Your objective:
Rewrite the items from the very start through the line that contains "left=210, top=166, right=493, bottom=254" as a Markdown table with the columns Row and Line. Skip blank lines and leave the pictures out.

### Input

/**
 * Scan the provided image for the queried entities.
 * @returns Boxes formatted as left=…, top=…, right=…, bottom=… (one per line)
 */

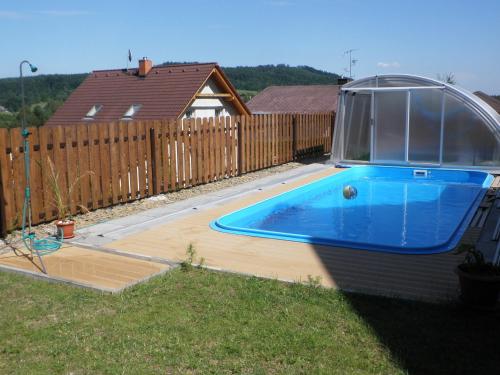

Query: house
left=46, top=58, right=250, bottom=126
left=247, top=85, right=340, bottom=114
left=474, top=91, right=500, bottom=114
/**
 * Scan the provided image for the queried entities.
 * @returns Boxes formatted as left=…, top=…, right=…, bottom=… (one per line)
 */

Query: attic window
left=83, top=104, right=102, bottom=120
left=122, top=104, right=142, bottom=120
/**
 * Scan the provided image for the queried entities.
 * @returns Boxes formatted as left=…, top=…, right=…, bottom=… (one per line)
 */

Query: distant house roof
left=474, top=91, right=500, bottom=114
left=247, top=85, right=340, bottom=113
left=46, top=63, right=250, bottom=125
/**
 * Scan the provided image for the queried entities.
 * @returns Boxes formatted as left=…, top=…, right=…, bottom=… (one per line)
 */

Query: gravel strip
left=0, top=162, right=304, bottom=248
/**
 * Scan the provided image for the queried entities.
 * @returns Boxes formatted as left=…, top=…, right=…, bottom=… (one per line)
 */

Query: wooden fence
left=0, top=113, right=334, bottom=233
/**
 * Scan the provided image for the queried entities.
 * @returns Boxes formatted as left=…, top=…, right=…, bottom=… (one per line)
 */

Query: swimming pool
left=210, top=166, right=493, bottom=254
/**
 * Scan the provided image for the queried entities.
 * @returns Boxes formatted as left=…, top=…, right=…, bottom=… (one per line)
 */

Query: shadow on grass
left=315, top=241, right=500, bottom=375
left=346, top=294, right=500, bottom=375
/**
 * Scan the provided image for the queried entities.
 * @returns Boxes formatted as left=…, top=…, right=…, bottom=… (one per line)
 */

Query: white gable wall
left=182, top=78, right=238, bottom=118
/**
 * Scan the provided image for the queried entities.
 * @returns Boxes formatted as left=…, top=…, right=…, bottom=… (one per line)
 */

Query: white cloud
left=267, top=0, right=292, bottom=7
left=377, top=61, right=401, bottom=69
left=0, top=10, right=24, bottom=20
left=0, top=10, right=90, bottom=20
left=37, top=10, right=90, bottom=17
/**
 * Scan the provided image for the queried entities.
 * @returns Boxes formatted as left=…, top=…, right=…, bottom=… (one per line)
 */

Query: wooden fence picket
left=0, top=113, right=335, bottom=233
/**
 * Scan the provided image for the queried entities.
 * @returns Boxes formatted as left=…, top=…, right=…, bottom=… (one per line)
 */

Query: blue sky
left=0, top=0, right=500, bottom=94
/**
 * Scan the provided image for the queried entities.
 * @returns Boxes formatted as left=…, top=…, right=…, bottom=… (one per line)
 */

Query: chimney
left=139, top=57, right=153, bottom=77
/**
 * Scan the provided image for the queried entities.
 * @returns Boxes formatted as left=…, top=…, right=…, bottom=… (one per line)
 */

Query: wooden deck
left=106, top=168, right=462, bottom=301
left=0, top=246, right=170, bottom=292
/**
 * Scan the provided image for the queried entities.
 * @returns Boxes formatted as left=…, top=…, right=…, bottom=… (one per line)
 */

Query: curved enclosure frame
left=332, top=75, right=500, bottom=170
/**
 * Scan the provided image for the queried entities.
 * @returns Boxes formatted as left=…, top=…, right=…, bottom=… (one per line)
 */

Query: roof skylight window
left=83, top=104, right=102, bottom=120
left=122, top=104, right=142, bottom=120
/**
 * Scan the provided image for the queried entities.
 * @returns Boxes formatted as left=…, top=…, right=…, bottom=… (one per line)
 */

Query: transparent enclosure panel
left=378, top=77, right=429, bottom=87
left=408, top=89, right=443, bottom=163
left=374, top=91, right=407, bottom=162
left=443, top=94, right=500, bottom=166
left=344, top=92, right=371, bottom=161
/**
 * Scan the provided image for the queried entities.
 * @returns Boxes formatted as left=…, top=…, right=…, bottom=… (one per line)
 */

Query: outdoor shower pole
left=19, top=60, right=47, bottom=274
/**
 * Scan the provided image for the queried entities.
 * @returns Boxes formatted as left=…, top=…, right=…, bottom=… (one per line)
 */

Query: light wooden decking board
left=0, top=246, right=169, bottom=290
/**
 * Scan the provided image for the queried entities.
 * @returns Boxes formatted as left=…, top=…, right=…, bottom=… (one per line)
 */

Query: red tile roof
left=46, top=63, right=246, bottom=125
left=247, top=85, right=340, bottom=113
left=474, top=91, right=500, bottom=114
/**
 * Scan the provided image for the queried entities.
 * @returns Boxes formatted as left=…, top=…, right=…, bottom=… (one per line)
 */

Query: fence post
left=292, top=114, right=297, bottom=160
left=148, top=128, right=158, bottom=195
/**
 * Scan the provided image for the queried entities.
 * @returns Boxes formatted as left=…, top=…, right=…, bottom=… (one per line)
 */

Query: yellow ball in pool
left=342, top=185, right=358, bottom=199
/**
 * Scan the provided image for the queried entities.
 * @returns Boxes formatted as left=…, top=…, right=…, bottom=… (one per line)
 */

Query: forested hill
left=223, top=64, right=340, bottom=91
left=0, top=63, right=339, bottom=112
left=0, top=63, right=340, bottom=127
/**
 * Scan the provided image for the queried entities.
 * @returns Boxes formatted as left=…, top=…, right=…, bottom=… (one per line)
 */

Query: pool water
left=211, top=166, right=493, bottom=254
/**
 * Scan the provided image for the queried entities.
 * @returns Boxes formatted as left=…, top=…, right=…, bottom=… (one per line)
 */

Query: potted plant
left=455, top=246, right=500, bottom=309
left=47, top=157, right=90, bottom=239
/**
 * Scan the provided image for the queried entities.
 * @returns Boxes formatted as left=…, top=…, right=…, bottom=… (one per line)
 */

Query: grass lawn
left=0, top=270, right=500, bottom=374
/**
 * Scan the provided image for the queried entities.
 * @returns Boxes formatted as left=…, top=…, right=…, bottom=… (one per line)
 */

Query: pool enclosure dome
left=332, top=75, right=500, bottom=170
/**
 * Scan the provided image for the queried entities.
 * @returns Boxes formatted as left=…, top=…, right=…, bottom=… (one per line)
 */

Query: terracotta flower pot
left=455, top=266, right=500, bottom=309
left=56, top=220, right=75, bottom=239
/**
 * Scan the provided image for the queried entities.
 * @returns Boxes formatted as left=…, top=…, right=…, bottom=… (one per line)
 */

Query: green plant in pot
left=456, top=245, right=500, bottom=309
left=46, top=157, right=90, bottom=239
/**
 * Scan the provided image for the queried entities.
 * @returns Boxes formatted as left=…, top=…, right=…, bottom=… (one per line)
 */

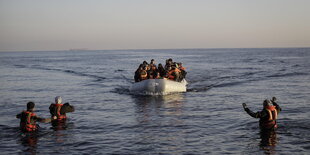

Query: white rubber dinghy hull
left=130, top=79, right=187, bottom=95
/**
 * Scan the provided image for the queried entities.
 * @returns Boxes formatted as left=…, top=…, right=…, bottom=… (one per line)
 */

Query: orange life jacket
left=20, top=111, right=37, bottom=132
left=168, top=70, right=174, bottom=80
left=263, top=106, right=278, bottom=129
left=52, top=104, right=67, bottom=121
left=140, top=70, right=147, bottom=80
left=180, top=66, right=186, bottom=71
left=168, top=68, right=181, bottom=80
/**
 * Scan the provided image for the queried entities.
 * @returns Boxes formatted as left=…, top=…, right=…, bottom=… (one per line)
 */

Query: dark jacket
left=16, top=111, right=47, bottom=132
left=244, top=102, right=282, bottom=129
left=49, top=103, right=75, bottom=117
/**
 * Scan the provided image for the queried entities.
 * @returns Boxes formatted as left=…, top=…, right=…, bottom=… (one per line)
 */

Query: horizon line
left=0, top=46, right=310, bottom=52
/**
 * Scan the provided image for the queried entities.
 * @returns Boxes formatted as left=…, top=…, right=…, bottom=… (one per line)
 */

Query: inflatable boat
left=130, top=79, right=187, bottom=95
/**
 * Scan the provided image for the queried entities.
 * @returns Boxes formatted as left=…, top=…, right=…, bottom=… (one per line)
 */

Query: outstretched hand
left=242, top=103, right=248, bottom=109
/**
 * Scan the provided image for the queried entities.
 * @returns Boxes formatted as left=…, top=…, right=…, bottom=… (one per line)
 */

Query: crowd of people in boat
left=134, top=58, right=187, bottom=82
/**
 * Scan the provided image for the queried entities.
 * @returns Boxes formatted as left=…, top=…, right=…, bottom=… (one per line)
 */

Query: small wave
left=266, top=72, right=308, bottom=77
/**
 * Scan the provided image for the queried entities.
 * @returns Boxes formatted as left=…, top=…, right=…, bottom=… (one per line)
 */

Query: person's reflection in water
left=259, top=130, right=278, bottom=154
left=20, top=133, right=38, bottom=155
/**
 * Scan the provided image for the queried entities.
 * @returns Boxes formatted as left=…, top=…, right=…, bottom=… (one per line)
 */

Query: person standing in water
left=16, top=102, right=51, bottom=132
left=242, top=97, right=281, bottom=130
left=49, top=96, right=74, bottom=121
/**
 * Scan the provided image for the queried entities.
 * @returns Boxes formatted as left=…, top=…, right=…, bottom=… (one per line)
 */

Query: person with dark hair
left=49, top=96, right=74, bottom=121
left=168, top=65, right=181, bottom=82
left=178, top=62, right=187, bottom=81
left=242, top=97, right=282, bottom=130
left=134, top=64, right=143, bottom=82
left=158, top=64, right=167, bottom=77
left=16, top=102, right=51, bottom=132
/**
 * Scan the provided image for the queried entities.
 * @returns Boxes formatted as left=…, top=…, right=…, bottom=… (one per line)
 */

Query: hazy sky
left=0, top=0, right=310, bottom=51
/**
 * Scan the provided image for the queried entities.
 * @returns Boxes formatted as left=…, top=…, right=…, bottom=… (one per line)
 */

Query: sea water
left=0, top=48, right=310, bottom=154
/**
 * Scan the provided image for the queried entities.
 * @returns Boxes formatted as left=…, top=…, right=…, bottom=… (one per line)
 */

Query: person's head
left=27, top=102, right=35, bottom=111
left=263, top=99, right=272, bottom=107
left=55, top=96, right=62, bottom=104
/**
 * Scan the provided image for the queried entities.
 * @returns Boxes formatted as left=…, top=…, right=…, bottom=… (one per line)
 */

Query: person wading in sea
left=242, top=97, right=281, bottom=130
left=49, top=96, right=74, bottom=121
left=16, top=102, right=51, bottom=132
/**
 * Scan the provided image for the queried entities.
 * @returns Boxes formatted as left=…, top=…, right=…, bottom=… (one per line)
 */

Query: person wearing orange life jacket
left=178, top=62, right=187, bottom=81
left=168, top=65, right=181, bottom=81
left=139, top=66, right=148, bottom=81
left=49, top=96, right=74, bottom=121
left=242, top=97, right=282, bottom=130
left=16, top=102, right=51, bottom=132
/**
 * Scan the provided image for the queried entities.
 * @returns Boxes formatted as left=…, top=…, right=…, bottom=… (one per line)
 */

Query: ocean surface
left=0, top=48, right=310, bottom=155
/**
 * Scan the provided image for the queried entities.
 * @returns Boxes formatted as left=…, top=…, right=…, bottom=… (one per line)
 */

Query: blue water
left=0, top=48, right=310, bottom=154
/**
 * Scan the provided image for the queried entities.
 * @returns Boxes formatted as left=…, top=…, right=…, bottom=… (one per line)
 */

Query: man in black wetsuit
left=16, top=102, right=51, bottom=132
left=49, top=96, right=74, bottom=121
left=242, top=97, right=281, bottom=130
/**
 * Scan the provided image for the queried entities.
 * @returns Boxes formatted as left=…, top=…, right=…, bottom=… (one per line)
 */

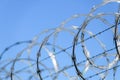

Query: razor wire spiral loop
left=0, top=0, right=120, bottom=80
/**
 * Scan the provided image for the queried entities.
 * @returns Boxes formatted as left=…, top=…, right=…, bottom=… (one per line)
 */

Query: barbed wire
left=0, top=0, right=120, bottom=80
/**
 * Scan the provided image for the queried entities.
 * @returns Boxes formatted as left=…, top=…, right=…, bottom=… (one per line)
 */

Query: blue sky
left=0, top=0, right=120, bottom=79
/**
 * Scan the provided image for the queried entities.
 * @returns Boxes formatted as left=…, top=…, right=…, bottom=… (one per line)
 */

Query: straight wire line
left=41, top=23, right=117, bottom=61
left=43, top=46, right=120, bottom=79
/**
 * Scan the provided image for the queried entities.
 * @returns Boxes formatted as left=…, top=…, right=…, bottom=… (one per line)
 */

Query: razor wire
left=0, top=0, right=120, bottom=80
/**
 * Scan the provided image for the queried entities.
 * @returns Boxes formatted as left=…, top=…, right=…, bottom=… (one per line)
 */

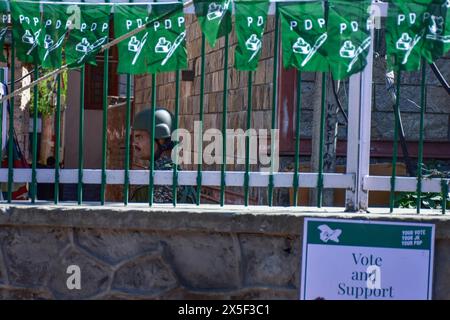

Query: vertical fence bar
left=416, top=59, right=427, bottom=213
left=389, top=71, right=402, bottom=213
left=220, top=31, right=229, bottom=207
left=196, top=33, right=206, bottom=206
left=123, top=0, right=134, bottom=205
left=100, top=34, right=109, bottom=205
left=8, top=37, right=16, bottom=203
left=0, top=69, right=3, bottom=178
left=30, top=64, right=39, bottom=203
left=441, top=179, right=449, bottom=214
left=172, top=71, right=180, bottom=207
left=148, top=73, right=156, bottom=207
left=77, top=65, right=86, bottom=205
left=244, top=71, right=253, bottom=207
left=268, top=2, right=279, bottom=207
left=54, top=74, right=61, bottom=204
left=317, top=72, right=328, bottom=208
left=123, top=73, right=131, bottom=205
left=293, top=71, right=302, bottom=207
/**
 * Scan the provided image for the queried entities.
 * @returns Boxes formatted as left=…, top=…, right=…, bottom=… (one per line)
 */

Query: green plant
left=30, top=71, right=67, bottom=115
left=395, top=163, right=450, bottom=209
left=395, top=192, right=450, bottom=209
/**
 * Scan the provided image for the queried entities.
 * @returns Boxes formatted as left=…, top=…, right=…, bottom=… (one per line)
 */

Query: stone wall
left=0, top=206, right=450, bottom=299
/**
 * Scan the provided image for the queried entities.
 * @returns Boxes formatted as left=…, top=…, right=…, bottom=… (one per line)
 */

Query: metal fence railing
left=0, top=1, right=450, bottom=213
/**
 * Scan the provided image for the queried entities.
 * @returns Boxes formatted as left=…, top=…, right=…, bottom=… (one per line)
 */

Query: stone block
left=165, top=233, right=241, bottom=289
left=239, top=234, right=301, bottom=288
left=48, top=248, right=112, bottom=299
left=74, top=229, right=159, bottom=265
left=112, top=250, right=178, bottom=296
left=229, top=287, right=300, bottom=300
left=0, top=288, right=53, bottom=300
left=3, top=227, right=70, bottom=286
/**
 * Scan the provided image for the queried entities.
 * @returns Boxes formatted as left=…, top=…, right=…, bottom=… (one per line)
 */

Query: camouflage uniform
left=130, top=155, right=196, bottom=203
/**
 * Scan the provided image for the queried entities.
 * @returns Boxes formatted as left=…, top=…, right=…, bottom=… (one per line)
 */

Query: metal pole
left=30, top=64, right=39, bottom=203
left=268, top=3, right=279, bottom=207
left=220, top=30, right=229, bottom=207
left=416, top=59, right=427, bottom=213
left=172, top=71, right=180, bottom=207
left=77, top=65, right=86, bottom=205
left=8, top=37, right=16, bottom=203
left=148, top=74, right=156, bottom=207
left=389, top=71, right=402, bottom=213
left=244, top=71, right=253, bottom=207
left=0, top=69, right=3, bottom=181
left=293, top=71, right=302, bottom=206
left=54, top=74, right=61, bottom=204
left=123, top=73, right=131, bottom=205
left=196, top=33, right=206, bottom=206
left=100, top=33, right=109, bottom=205
left=123, top=0, right=133, bottom=205
left=317, top=72, right=328, bottom=208
left=441, top=180, right=449, bottom=214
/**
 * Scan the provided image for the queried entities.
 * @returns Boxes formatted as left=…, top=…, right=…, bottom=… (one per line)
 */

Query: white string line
left=6, top=0, right=181, bottom=6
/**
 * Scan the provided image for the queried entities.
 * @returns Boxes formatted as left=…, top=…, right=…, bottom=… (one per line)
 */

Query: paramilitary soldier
left=131, top=108, right=195, bottom=203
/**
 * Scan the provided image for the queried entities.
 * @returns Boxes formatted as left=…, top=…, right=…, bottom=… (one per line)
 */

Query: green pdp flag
left=38, top=4, right=69, bottom=69
left=326, top=0, right=372, bottom=80
left=10, top=1, right=44, bottom=64
left=0, top=1, right=9, bottom=62
left=279, top=1, right=329, bottom=72
left=234, top=0, right=270, bottom=71
left=422, top=0, right=450, bottom=63
left=114, top=5, right=151, bottom=74
left=65, top=6, right=111, bottom=68
left=386, top=0, right=431, bottom=71
left=147, top=3, right=187, bottom=73
left=194, top=0, right=231, bottom=47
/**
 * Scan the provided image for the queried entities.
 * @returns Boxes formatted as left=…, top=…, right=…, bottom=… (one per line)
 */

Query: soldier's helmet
left=133, top=107, right=174, bottom=140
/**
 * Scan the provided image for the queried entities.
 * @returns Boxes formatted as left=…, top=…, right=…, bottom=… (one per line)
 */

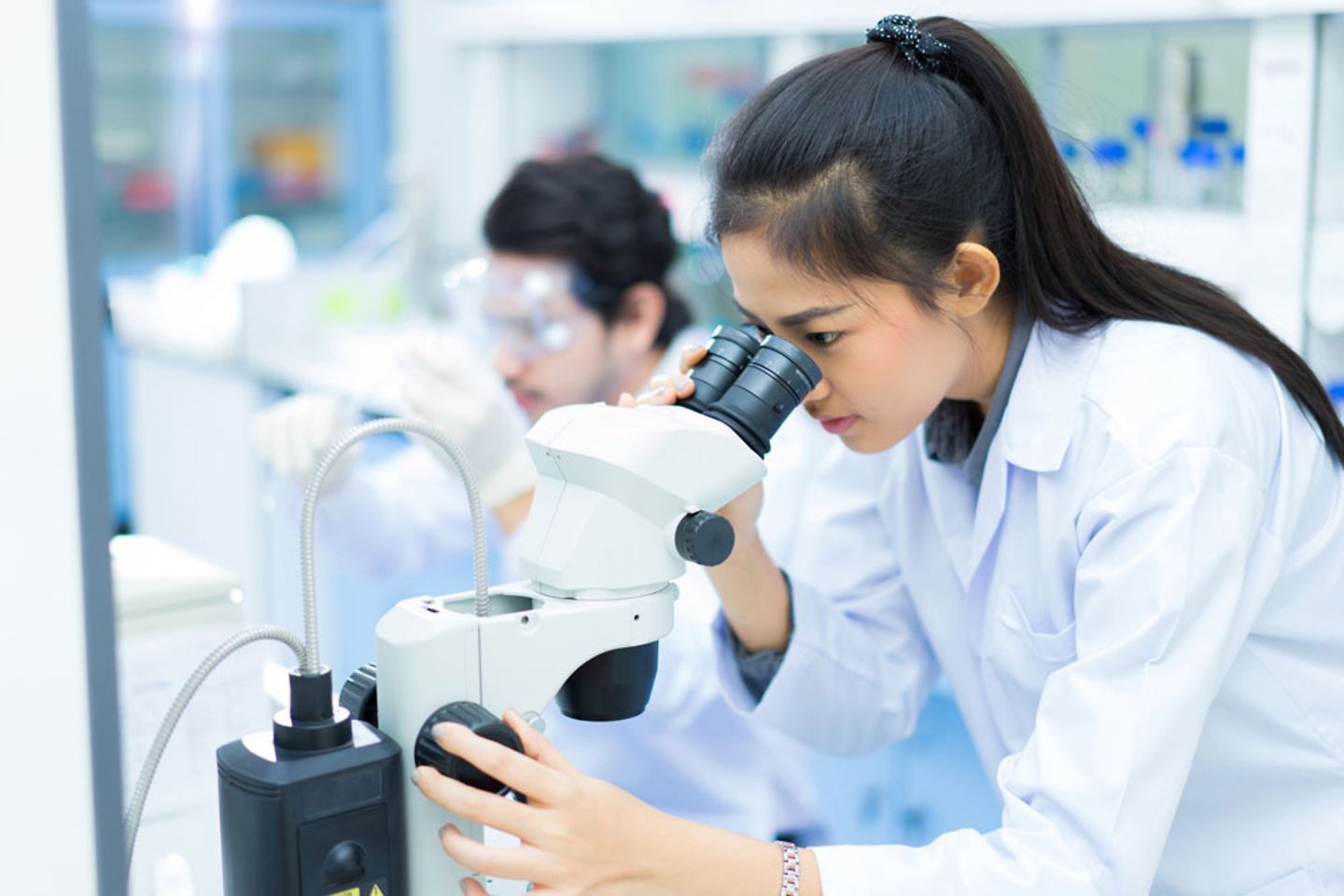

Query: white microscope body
left=378, top=404, right=764, bottom=896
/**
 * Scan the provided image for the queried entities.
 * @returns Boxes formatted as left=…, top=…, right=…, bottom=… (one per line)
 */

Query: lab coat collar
left=997, top=321, right=1106, bottom=473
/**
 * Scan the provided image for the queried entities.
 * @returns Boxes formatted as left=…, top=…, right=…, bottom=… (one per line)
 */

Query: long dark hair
left=483, top=155, right=691, bottom=348
left=709, top=16, right=1344, bottom=465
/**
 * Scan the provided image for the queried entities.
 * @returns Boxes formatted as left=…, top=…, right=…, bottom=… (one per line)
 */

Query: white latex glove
left=251, top=392, right=360, bottom=489
left=402, top=333, right=537, bottom=508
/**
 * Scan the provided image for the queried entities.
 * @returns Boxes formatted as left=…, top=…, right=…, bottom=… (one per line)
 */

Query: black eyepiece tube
left=705, top=336, right=821, bottom=456
left=681, top=327, right=761, bottom=413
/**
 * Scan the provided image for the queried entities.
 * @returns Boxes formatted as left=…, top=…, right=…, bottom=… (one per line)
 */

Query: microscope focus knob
left=340, top=663, right=378, bottom=728
left=415, top=700, right=523, bottom=794
left=676, top=511, right=734, bottom=567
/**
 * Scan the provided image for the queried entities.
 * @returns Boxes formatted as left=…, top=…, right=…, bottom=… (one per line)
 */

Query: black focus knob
left=415, top=700, right=523, bottom=794
left=676, top=511, right=734, bottom=567
left=340, top=663, right=378, bottom=728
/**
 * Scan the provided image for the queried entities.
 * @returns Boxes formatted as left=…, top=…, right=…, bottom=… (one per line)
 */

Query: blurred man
left=256, top=156, right=819, bottom=840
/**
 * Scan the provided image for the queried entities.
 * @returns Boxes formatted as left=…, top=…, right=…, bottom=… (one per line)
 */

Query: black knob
left=340, top=663, right=378, bottom=728
left=415, top=700, right=523, bottom=794
left=323, top=840, right=364, bottom=887
left=676, top=511, right=734, bottom=567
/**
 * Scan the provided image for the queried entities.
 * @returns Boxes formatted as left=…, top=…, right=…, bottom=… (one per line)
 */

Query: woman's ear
left=611, top=282, right=668, bottom=354
left=950, top=242, right=999, bottom=318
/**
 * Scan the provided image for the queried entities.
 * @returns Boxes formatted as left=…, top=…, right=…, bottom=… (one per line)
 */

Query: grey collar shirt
left=724, top=308, right=1036, bottom=700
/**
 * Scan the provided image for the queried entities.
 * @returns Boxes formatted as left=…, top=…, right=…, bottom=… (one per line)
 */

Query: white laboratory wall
left=0, top=0, right=108, bottom=896
left=1307, top=15, right=1344, bottom=389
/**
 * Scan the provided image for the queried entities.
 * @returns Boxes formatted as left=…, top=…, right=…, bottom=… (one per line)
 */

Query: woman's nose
left=803, top=376, right=831, bottom=407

######

Answer in full:
| Row | Line |
|---|---|
| 1 | /** |
| 2 |  * Scan the provided image for the queried entities. |
| 3 |  * @returns Boxes formatted as left=…, top=…, right=…, bottom=… (one per line) |
| 4 |  */ |
| 5 | Query: house |
| 6 | left=46, top=58, right=250, bottom=126 |
| 7 | left=247, top=85, right=340, bottom=114 |
| 8 | left=474, top=91, right=500, bottom=114 |
| 9 | /** |
| 10 |  * Scan the provided image for the queried entities. |
| 11 |  * @returns Boxes formatted as left=…, top=…, right=…, bottom=… (one per line) |
| 12 |  */ |
| 13 | Query: attic window |
| 14 | left=83, top=104, right=102, bottom=120 |
| 15 | left=122, top=104, right=142, bottom=120 |
| 16 | /** |
| 17 |  * Scan the provided image for the queried entities. |
| 18 |  * @returns Boxes formatted as left=…, top=…, right=…, bottom=… (one per line) |
| 19 |  */ |
| 20 | Query: distant house roof |
| 21 | left=474, top=91, right=500, bottom=114 |
| 22 | left=247, top=85, right=340, bottom=113 |
| 23 | left=46, top=63, right=250, bottom=125 |
| 24 | /** |
| 25 |  * Scan the provided image for the queried entities. |
| 26 |  * @returns Boxes formatted as left=…, top=…, right=…, bottom=… (one per line) |
| 27 |  */ |
| 28 | Query: gravel strip |
| 29 | left=0, top=162, right=304, bottom=248 |
| 30 | /** |
| 31 |  * Scan the provided image for the queried entities. |
| 32 |  * @returns Boxes formatted as left=…, top=…, right=…, bottom=… (one per line) |
| 33 |  */ |
| 34 | Query: wooden fence |
| 35 | left=0, top=113, right=334, bottom=233 |
| 36 | /** |
| 37 |  * Scan the provided image for the queried entities. |
| 38 |  * @returns Boxes formatted as left=…, top=…, right=…, bottom=… (one per line) |
| 39 |  */ |
| 40 | Query: swimming pool |
| 41 | left=210, top=166, right=493, bottom=254 |